• [REQUIREMENT]
In full and without alteration, give the listing again.

___

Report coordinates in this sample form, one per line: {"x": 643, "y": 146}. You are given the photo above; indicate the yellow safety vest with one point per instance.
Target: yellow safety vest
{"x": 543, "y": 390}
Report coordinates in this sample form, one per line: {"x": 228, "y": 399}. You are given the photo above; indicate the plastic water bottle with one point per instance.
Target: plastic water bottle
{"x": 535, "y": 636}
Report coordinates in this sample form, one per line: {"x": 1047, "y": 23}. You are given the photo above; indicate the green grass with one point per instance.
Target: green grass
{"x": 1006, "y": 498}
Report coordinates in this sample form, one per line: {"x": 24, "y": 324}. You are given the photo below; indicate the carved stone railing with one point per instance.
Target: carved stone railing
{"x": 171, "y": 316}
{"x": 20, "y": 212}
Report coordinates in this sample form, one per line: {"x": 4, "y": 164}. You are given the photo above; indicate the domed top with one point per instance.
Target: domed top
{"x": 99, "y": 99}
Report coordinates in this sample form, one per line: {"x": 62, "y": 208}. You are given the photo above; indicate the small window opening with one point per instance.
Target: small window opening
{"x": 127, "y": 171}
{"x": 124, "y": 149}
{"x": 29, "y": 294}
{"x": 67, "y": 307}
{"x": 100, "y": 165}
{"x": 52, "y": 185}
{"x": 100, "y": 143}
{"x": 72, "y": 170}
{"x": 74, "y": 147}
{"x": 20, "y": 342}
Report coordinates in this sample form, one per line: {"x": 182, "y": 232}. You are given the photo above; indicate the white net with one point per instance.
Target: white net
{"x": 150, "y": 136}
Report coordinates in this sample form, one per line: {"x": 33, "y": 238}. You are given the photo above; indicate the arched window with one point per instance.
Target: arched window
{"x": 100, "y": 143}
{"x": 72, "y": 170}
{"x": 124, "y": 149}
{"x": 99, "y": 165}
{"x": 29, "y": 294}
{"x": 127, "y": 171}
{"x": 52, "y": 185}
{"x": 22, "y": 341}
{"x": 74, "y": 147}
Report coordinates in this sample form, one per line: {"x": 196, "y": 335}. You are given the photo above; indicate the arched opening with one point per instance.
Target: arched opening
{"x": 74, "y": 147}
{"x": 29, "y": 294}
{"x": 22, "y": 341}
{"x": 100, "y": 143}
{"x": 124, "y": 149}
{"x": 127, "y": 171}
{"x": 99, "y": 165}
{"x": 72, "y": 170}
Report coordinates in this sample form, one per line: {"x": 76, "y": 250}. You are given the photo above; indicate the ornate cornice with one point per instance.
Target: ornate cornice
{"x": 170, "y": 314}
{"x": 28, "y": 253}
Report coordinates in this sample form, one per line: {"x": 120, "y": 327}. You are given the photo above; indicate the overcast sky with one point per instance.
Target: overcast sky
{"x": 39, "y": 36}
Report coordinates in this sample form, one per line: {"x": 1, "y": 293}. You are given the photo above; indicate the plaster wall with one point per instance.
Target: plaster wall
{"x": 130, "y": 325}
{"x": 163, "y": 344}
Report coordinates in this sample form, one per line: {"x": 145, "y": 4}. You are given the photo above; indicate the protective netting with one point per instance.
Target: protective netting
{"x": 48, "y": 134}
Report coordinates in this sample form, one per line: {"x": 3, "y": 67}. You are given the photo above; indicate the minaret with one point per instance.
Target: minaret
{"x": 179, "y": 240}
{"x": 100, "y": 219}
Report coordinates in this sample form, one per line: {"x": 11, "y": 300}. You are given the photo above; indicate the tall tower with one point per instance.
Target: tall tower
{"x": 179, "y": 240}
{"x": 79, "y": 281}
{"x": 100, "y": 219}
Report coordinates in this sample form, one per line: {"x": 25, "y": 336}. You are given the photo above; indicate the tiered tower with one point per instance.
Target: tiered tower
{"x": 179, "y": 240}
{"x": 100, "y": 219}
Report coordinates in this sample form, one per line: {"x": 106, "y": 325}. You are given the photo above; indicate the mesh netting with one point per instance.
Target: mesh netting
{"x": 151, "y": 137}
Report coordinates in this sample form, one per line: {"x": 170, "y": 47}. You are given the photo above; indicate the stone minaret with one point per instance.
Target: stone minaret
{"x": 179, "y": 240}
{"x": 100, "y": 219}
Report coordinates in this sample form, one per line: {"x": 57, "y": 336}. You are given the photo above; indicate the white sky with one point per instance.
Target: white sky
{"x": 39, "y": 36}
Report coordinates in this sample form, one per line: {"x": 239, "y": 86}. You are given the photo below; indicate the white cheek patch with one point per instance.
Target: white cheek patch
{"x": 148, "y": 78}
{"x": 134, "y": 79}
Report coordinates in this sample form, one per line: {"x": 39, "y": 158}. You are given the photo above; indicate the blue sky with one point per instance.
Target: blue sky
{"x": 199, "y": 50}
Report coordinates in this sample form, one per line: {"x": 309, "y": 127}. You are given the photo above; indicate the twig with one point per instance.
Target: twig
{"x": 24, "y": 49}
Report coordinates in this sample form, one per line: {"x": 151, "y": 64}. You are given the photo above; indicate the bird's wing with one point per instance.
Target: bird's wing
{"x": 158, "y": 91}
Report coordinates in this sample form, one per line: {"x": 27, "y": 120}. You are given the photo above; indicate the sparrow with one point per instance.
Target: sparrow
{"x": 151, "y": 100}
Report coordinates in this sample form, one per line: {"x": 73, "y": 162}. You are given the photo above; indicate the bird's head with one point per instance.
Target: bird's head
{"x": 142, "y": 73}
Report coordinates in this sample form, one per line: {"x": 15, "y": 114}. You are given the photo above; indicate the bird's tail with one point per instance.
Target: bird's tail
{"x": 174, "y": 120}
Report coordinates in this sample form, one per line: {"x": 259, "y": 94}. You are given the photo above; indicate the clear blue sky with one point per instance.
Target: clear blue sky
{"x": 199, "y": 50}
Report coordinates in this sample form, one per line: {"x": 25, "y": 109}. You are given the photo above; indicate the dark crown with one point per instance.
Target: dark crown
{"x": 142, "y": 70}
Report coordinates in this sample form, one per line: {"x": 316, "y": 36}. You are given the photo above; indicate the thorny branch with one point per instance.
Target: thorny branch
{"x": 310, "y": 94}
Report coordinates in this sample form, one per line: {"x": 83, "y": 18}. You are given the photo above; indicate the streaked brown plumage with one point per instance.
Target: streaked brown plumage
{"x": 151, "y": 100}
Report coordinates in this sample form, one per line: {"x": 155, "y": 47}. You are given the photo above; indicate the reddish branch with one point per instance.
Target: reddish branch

___

• [THE RESPONSE]
Report coordinates in this sample form, one per line: {"x": 643, "y": 146}. You are given the photo above; indicate the yellow safety vest with one point per instance.
Target: yellow safety vest
{"x": 543, "y": 390}
Report coordinates in this sample form, one per line: {"x": 228, "y": 399}. You are given the photo above; indicate the plastic water bottle with one point per instance.
Target: plastic water bottle
{"x": 535, "y": 636}
Report coordinates in this sample form, one per line: {"x": 1047, "y": 23}. You are given the photo above; indicate the green grass with one point per instance.
Target: green grass
{"x": 1006, "y": 498}
Report coordinates in this sample form, one per line: {"x": 24, "y": 324}. You are given the photo below; indicate the carved stone railing with one point per instance.
Target: carved stone railing
{"x": 171, "y": 316}
{"x": 20, "y": 212}
Report coordinates in this sample form, one per line: {"x": 4, "y": 164}. You are given the photo above; indicate the domed top with one point per instance.
Target: domed top
{"x": 99, "y": 99}
Report coordinates in this sample form, one per line: {"x": 62, "y": 208}. You are given the photo above; indicate the small window opening with one point per instance.
Target: small window opening
{"x": 127, "y": 171}
{"x": 124, "y": 149}
{"x": 29, "y": 294}
{"x": 67, "y": 307}
{"x": 100, "y": 165}
{"x": 52, "y": 185}
{"x": 100, "y": 143}
{"x": 72, "y": 170}
{"x": 74, "y": 147}
{"x": 20, "y": 342}
Report coordinates in this sample form, one per line: {"x": 182, "y": 232}. You are given the photo above; indicate the white net with one point per instance.
Target: white net
{"x": 150, "y": 136}
Report coordinates in this sample form, one per line: {"x": 33, "y": 238}. You are given the photo above; indicate the arched window with one point per instance.
Target: arched window
{"x": 100, "y": 143}
{"x": 72, "y": 170}
{"x": 124, "y": 149}
{"x": 99, "y": 165}
{"x": 29, "y": 294}
{"x": 127, "y": 171}
{"x": 52, "y": 185}
{"x": 22, "y": 341}
{"x": 74, "y": 147}
Report coordinates in this sample form, one per line: {"x": 196, "y": 335}. You are given the photo above; indicate the arched opening with one point per instance.
Target: arched opening
{"x": 74, "y": 147}
{"x": 29, "y": 294}
{"x": 22, "y": 341}
{"x": 100, "y": 143}
{"x": 124, "y": 149}
{"x": 127, "y": 171}
{"x": 99, "y": 165}
{"x": 72, "y": 170}
Report coordinates in this sample form, one per line: {"x": 76, "y": 250}. You are given the photo above; indicate the ornate cornice with one point per instance.
Target: ornate cornice
{"x": 170, "y": 314}
{"x": 28, "y": 253}
Report coordinates in this sample form, one per line: {"x": 120, "y": 327}. You are given the photo above; indicate the overcast sky with one point per instance.
Target: overcast sky
{"x": 39, "y": 36}
Report coordinates in this sample form, one per line: {"x": 1, "y": 293}. You are given the photo above; indicate the plaster wall with one point per instance.
Target: plaster wall
{"x": 130, "y": 325}
{"x": 163, "y": 344}
Report coordinates in this sample form, one per line: {"x": 145, "y": 4}. You are given the photo above; indicate the protective netting with one point per instance.
Target: protective netting
{"x": 48, "y": 134}
Report coordinates in this sample form, one per line: {"x": 3, "y": 67}. You are given the photo above; indicate the minaret with one point per instance.
Target: minaret
{"x": 179, "y": 240}
{"x": 100, "y": 219}
Report coordinates in this sample form, one per line: {"x": 11, "y": 300}. You are given the photo above; indicate the tall tower with one point per instance.
Target: tall tower
{"x": 179, "y": 240}
{"x": 79, "y": 281}
{"x": 100, "y": 219}
Report coordinates in this sample form, one per line: {"x": 25, "y": 336}. You are given the photo above; indicate the tiered tower with one point per instance.
Target: tiered tower
{"x": 179, "y": 240}
{"x": 100, "y": 219}
Report coordinates in this sample form, one per line: {"x": 106, "y": 325}. You are given the photo above; indicate the mesh netting with one point per instance.
Target: mesh netting
{"x": 151, "y": 137}
Report coordinates in this sample form, one per line: {"x": 170, "y": 47}. You are given the photo above; indicate the stone minaret with one point per instance.
Target: stone minaret
{"x": 179, "y": 240}
{"x": 100, "y": 219}
Report coordinates in this sample form, one per line: {"x": 57, "y": 336}. You are given the photo above; indicate the white sky with one point per instance.
Target: white sky
{"x": 39, "y": 36}
Report coordinates in this sample form, one per line: {"x": 239, "y": 86}. You are given the photo below; indicate the white cheek patch with one point per instance.
Target: white cheek patch
{"x": 148, "y": 78}
{"x": 134, "y": 79}
Report coordinates in this sample form, one per line: {"x": 39, "y": 158}. You are given the photo above; indicate the blue sky with one point per instance.
Target: blue sky
{"x": 199, "y": 50}
Report coordinates in this sample form, one per line: {"x": 309, "y": 127}. You are given the photo above; indicate the twig with one point per instance.
Target: twig
{"x": 24, "y": 49}
Report coordinates in this sample form, one per line: {"x": 151, "y": 64}. You are given the photo above; indicate the bird's wing with one point per instance.
Target: bird's wing
{"x": 158, "y": 91}
Report coordinates in this sample form, one per line: {"x": 27, "y": 120}. You are given the photo above; indicate the sparrow with one point per instance.
Target: sparrow
{"x": 151, "y": 100}
Report coordinates in this sample form, one per line: {"x": 73, "y": 162}. You are given the photo above; indicate the bird's head with one point per instance.
Target: bird's head
{"x": 142, "y": 73}
Report coordinates in this sample form, one per line: {"x": 15, "y": 114}. You are given the photo above; indicate the bird's tail with one point per instance.
Target: bird's tail
{"x": 174, "y": 120}
Report coordinates in this sample form, one per line: {"x": 259, "y": 94}. You are given the photo above; indicate the clear blue sky with one point per instance.
Target: clear blue sky
{"x": 199, "y": 50}
Report coordinates in this sample form, one per line: {"x": 25, "y": 109}. You are given the photo above; indicate the dark crown with one point per instance.
Target: dark crown
{"x": 142, "y": 70}
Report coordinates in this sample form, one per line: {"x": 316, "y": 36}. You are given the photo above; indicate the thorny branch with one point per instance.
Target: thorny branch
{"x": 310, "y": 94}
Report coordinates in this sample form, one per line: {"x": 83, "y": 18}. You are given the photo above; indicate the streaked brown plumage with one point per instance.
Target: streaked brown plumage
{"x": 151, "y": 100}
Report coordinates in this sample form, one per line: {"x": 155, "y": 47}. You are given the photo above; indicate the reddish branch with one point per instance.
Target: reddish branch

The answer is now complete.